Artikel 13.10 Intrekking en wijziging ligplaatsvergunning en woonvergunning historisch schip

  • 1.

    De ligplaatsvergunning en/of woonvergunning voor een historisch schip kan worden gewijzigd of ingetrokken indien:

    • a.

      de vergunninghouder de ligplaatsvergunning en/of woonvergunning en/of de daaraan verbonden voorschriften niet naleeft;

    • b.

      de vergunninghouder het bepaalde in deze verordening en/of andere regelgeving die voor de havens van Harderwijk geldt niet naleeft;

    • c.

      de ligplaatsvergunning is verleend op grond van onjuiste of onvolledige gegevens van de kant van de aanvrager;

    • d.

----

- Opgaven:
#1 Welke grond voor intrekking of wijziging noemt het artikel over de ligplaatsvergunning voor historische schepen die te maken heeft met de gegevens van de aanvrager?
#2 Schrijf het artikel over de ligplaatsvergunning voor historische schepen verder, te beginnen bij onderdeel d.
Het materiaal doet hier niet ter zake.

- Brongegevens:
----

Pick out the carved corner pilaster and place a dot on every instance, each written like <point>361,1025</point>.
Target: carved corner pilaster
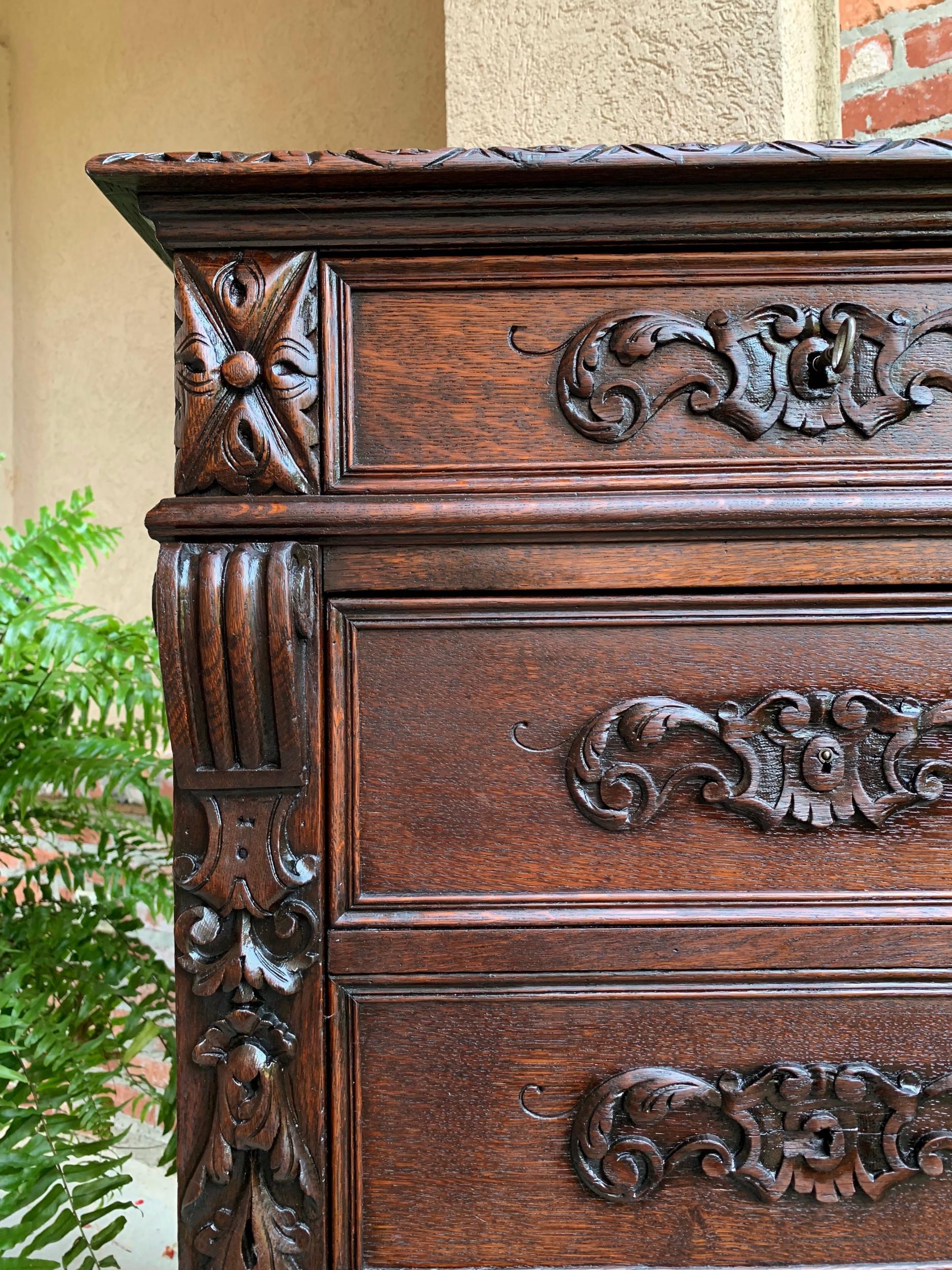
<point>238,628</point>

----

- Antwoorden per opgave:
#1 De ligplaatsvergunning is verleend op grond van onjuiste of onvolledige gegevens van de kant van de aanvrager.

#2
      het historische schip door wijzigingen zoals verbouwen en aanpassingen niet meer voldoet aan de criteria van het Beleid historische schepen Harderwijk nadat de beheercommissie historische schepen hierover negatief heeft geadviseerd;

    • e.

      dit in het belang van de openbare orde, de veiligheid en het milieu in of in de omgeving van de haven, of de kwaliteit van de dienstverlening in de haven, noodzakelijk is;

    • f.

      ter verkrijging daarvan onjuiste of onvolledige gegevens zijn verstrekt;

    • g.

      hiervan geen gebruik wordt gemaakt binnen één jaar na verlening van de vergunning;

    • h.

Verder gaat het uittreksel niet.